■ Page
+--

Mark: I'm never a fan of balancing opposing ideas, it's very difficult to do. If you look at the Space Shuttle, it was designed to do too many different things. As a result, it's too big, too cumbersome and too dangerous. What works best in life is to have something which has a clear idea of what it wants to be and runs at that.
I think if you try and define yourself as someone who's trying to sell Free Software and then at the same time, want to build an Open Source community, you have depth philosophical divides within your organisation which are always going to be difficult to bridge.
The community-oriented guys are going to be saying ''Use Fedora'' and the marketing guys are going to be saying ''Use Red Hat Enterprise''.
It's very difficult to cross that divide and that's why I've set out with Ubuntu saying we will define ourselves as a non-commercial entity in the sense that we will never, ever, charge for Free Software.
Jono: In terms of your involvement with Ubuntu, if anyone is to go along to the Ubuntu mailing-lists and have a browse around, or read Ubuntu traffic, obviously you do take part in the discussions—which is an admiral thing in itself—because I'm guessing that not many people in your position in competitive companies are so involved in the process. Where does your involvement with the technical decisions of Ubuntu begin, and where does it end?
Mark: I sit on the Technical Board, but I recognise that there are far better qualified people than me to make some of these decisions. Where I push very hard, is in terms of having a clear idea of what the end product should look like.
I'm a big fan of simplicity; a big fan of openness and the ability to recognise that other people may want to do something differently, so I'll drive ideas that I think will stimulate the Ubuntu community in those sort of ways. That's why I'm a really big fan of the Kubuntu [KDE Ubuntu] movement.

+--

■ Entries provided

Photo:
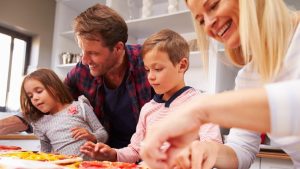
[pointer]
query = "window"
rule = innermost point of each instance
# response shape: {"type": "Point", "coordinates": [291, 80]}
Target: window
{"type": "Point", "coordinates": [15, 51]}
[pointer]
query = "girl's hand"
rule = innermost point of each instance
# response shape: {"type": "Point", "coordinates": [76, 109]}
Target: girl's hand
{"type": "Point", "coordinates": [99, 151]}
{"type": "Point", "coordinates": [79, 133]}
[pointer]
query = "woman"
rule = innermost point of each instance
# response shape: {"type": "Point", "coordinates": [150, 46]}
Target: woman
{"type": "Point", "coordinates": [262, 37]}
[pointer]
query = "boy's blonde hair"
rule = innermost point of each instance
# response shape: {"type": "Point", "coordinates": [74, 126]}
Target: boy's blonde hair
{"type": "Point", "coordinates": [54, 87]}
{"type": "Point", "coordinates": [266, 28]}
{"type": "Point", "coordinates": [167, 41]}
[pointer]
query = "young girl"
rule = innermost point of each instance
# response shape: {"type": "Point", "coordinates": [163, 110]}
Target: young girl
{"type": "Point", "coordinates": [61, 124]}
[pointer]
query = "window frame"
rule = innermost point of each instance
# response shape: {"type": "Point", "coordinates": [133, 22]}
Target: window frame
{"type": "Point", "coordinates": [28, 39]}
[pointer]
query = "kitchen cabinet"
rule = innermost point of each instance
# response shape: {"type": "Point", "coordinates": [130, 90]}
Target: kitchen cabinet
{"type": "Point", "coordinates": [220, 76]}
{"type": "Point", "coordinates": [24, 140]}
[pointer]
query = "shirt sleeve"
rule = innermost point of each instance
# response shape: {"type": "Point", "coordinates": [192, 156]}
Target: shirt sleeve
{"type": "Point", "coordinates": [45, 142]}
{"type": "Point", "coordinates": [97, 129]}
{"type": "Point", "coordinates": [22, 118]}
{"type": "Point", "coordinates": [245, 144]}
{"type": "Point", "coordinates": [210, 132]}
{"type": "Point", "coordinates": [284, 103]}
{"type": "Point", "coordinates": [130, 153]}
{"type": "Point", "coordinates": [70, 82]}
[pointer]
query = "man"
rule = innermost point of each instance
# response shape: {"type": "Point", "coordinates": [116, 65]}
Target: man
{"type": "Point", "coordinates": [111, 74]}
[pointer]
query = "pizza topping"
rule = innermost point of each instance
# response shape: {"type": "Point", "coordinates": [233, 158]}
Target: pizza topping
{"type": "Point", "coordinates": [107, 164]}
{"type": "Point", "coordinates": [3, 147]}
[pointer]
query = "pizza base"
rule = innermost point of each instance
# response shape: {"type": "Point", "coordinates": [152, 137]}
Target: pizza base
{"type": "Point", "coordinates": [67, 161]}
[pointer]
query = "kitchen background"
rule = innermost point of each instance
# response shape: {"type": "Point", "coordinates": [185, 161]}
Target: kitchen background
{"type": "Point", "coordinates": [40, 31]}
{"type": "Point", "coordinates": [42, 36]}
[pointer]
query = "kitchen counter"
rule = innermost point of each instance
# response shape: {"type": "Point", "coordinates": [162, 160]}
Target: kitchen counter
{"type": "Point", "coordinates": [273, 155]}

+--

■ Stated goal 1
Reproduce the passage of the interview, word for word, from "I think if you" up to and including "difficult to bridge.".
■ Stated goal 2
Answer these questions on the interview:
(a) According to Mark, what was the Space Shuttle designed to do?
(b) What does Mark say the community-oriented people are going to recommend?
(c) On which board does Mark sit?
■ Stated goal 3
According to the interview, why did Mark set out to define Ubuntu as a non-commercial entity? Answer in one to three sentences.

■ Exercise solution 1
I think if you try and define yourself as someone who's trying to sell Free Software and then at the same time, want to build an Open Source community, you have depth philosophical divides within your organisation which are always going to be difficult to bridge.

■ Exercise solution 2
(a) Too many different things.
(b) They are going to say "Use Fedora."
(c) The Technical Board.

■ Exercise solution 3
Mark says that an organization trying both to sell Free Software and to build an Open Source community has deep philosophical divides that are always difficult to bridge. In such an organization, the community-oriented people recommend Fedora and the marketing people recommend Red Hat Enterprise. Because that divide is so hard to cross, he defined Ubuntu as non-commercial, meaning it will never charge for Free Software.